____ Available data

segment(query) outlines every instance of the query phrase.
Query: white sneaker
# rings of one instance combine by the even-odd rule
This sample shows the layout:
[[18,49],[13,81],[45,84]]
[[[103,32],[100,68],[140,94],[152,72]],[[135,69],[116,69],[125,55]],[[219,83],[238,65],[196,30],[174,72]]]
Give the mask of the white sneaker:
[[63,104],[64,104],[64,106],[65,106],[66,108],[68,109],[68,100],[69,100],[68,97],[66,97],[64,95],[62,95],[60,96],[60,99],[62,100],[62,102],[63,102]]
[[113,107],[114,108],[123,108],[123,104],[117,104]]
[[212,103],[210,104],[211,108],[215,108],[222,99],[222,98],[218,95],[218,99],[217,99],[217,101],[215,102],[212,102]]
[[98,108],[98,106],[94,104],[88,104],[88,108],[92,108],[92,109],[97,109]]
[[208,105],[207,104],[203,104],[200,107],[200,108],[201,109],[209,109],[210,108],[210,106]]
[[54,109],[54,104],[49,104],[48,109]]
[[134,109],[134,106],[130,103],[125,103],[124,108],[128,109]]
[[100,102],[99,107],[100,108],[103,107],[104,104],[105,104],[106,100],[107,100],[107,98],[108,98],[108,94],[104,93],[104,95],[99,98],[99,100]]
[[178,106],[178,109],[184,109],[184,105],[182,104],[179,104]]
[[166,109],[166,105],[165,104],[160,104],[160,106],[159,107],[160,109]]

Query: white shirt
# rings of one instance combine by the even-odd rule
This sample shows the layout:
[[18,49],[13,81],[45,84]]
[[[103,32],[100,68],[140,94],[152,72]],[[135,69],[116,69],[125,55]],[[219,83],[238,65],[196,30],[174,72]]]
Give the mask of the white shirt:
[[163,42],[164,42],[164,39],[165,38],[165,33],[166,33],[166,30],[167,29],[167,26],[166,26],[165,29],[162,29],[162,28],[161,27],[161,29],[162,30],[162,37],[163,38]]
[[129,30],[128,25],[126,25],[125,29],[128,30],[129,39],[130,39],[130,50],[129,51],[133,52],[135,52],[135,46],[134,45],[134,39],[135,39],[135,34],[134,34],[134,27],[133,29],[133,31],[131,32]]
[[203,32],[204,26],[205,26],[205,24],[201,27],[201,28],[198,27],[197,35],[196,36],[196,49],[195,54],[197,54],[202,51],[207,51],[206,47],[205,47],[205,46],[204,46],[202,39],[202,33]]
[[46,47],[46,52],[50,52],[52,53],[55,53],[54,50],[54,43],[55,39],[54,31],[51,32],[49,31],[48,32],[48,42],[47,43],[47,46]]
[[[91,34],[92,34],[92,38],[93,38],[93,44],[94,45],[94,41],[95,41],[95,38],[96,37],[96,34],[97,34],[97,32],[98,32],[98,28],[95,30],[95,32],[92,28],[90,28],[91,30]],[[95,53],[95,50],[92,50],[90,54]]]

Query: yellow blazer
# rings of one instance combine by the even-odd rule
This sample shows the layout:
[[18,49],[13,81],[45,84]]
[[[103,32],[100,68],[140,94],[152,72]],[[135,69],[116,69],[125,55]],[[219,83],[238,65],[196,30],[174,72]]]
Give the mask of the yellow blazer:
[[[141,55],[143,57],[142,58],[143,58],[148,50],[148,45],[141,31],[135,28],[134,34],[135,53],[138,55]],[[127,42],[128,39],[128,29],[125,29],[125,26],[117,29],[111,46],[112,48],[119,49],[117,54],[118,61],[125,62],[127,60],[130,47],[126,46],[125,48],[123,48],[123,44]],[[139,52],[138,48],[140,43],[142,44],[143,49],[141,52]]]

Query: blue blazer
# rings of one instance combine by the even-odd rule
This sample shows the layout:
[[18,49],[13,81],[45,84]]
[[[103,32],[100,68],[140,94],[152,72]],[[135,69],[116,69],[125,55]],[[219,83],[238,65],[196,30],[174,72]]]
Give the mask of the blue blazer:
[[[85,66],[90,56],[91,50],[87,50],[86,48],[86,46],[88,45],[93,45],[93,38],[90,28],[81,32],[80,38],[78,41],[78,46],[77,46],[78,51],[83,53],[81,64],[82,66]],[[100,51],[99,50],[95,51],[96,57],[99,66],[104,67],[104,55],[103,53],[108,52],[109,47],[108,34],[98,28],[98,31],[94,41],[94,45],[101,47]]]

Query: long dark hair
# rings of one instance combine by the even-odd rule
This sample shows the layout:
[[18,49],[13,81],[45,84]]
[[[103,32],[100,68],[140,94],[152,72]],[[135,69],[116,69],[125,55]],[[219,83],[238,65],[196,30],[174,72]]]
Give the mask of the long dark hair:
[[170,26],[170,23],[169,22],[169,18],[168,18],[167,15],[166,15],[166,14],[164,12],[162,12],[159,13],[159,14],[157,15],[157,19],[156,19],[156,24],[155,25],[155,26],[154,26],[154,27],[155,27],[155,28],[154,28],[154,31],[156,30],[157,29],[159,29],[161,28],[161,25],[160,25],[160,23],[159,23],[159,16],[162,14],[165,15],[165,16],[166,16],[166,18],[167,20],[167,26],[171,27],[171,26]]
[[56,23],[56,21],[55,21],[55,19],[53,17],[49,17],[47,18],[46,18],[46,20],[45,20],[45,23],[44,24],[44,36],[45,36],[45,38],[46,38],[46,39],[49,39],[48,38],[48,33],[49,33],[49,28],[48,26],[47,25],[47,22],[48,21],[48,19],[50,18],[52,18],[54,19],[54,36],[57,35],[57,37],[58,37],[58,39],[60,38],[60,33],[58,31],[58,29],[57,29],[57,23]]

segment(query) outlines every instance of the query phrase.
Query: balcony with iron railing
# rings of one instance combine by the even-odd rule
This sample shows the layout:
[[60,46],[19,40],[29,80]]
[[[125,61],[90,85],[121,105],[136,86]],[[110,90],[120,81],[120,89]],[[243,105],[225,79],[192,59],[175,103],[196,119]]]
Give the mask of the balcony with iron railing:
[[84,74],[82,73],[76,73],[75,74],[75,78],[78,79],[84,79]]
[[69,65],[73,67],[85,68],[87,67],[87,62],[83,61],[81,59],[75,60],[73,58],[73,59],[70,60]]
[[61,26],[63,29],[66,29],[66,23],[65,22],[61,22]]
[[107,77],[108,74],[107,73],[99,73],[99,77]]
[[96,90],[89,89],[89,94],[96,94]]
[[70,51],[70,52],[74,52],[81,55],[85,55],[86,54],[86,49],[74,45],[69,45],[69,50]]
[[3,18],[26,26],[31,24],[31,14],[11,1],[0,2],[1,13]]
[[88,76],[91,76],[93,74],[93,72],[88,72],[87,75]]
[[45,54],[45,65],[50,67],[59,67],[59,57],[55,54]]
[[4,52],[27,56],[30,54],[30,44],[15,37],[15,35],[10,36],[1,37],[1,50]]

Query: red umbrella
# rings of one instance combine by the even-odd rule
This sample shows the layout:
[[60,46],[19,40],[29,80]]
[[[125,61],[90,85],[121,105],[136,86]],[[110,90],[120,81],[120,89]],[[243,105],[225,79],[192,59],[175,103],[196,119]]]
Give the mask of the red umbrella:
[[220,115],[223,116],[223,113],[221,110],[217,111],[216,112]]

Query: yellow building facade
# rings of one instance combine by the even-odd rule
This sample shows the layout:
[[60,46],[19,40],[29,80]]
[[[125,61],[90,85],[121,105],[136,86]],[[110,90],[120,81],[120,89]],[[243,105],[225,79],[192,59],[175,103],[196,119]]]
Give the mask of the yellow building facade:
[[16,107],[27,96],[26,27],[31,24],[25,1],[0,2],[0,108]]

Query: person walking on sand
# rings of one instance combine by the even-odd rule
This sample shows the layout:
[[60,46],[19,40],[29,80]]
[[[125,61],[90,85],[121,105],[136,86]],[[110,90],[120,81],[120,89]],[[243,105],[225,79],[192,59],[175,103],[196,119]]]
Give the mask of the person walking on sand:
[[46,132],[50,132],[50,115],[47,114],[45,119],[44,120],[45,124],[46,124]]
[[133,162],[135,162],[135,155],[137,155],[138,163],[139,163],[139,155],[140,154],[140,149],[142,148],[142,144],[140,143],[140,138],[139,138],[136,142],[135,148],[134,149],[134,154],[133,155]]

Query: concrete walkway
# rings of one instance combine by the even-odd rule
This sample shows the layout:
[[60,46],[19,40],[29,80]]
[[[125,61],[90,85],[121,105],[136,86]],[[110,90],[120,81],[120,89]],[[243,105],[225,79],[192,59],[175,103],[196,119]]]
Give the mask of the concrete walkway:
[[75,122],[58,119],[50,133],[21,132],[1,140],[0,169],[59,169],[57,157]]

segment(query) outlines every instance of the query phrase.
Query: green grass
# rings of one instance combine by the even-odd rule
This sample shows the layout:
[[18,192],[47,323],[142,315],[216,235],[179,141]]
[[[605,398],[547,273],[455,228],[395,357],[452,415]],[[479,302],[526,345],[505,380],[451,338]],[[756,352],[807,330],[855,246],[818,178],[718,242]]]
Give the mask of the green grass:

________

# Directive
Convert the entries into a JSON list of strings, with one string per line and blank lines omitted, starting at the first line of the entries and ending at the line that contains "[[134,109],[134,106],[130,103],[125,103],[124,108],[128,109]]", with that line included.

# Solution to this task
[
  "segment(query) outlines every instance of the query phrase.",
  "Query: white sneaker",
  "# rings of one instance combine by the even-odd rule",
  "This sample shows the layout:",
  "[[18,49],[13,81],[45,84]]",
  "[[[103,32],[100,68],[140,94],[152,72]],[[135,69],[116,69],[125,55]],[[219,83],[238,65],[196,30],[174,72]]]",
  "Give the mask of the white sneaker:",
  "[[63,104],[64,104],[64,106],[65,106],[66,108],[68,109],[68,100],[69,100],[68,97],[66,97],[64,95],[62,95],[60,96],[60,99],[62,100],[62,102],[63,102]]",
  "[[113,107],[114,108],[123,108],[123,104],[117,104]]",
  "[[212,103],[210,104],[211,108],[215,108],[222,99],[222,98],[218,95],[218,99],[217,99],[217,101],[215,102],[212,102]]",
  "[[98,108],[98,106],[94,104],[88,104],[88,108],[92,108],[92,109],[97,109]]",
  "[[208,105],[207,104],[203,104],[200,107],[200,108],[201,109],[209,109],[210,108],[210,106]]",
  "[[54,109],[54,104],[49,104],[48,109]]",
  "[[134,109],[134,106],[130,103],[125,103],[124,108],[128,109]]"
]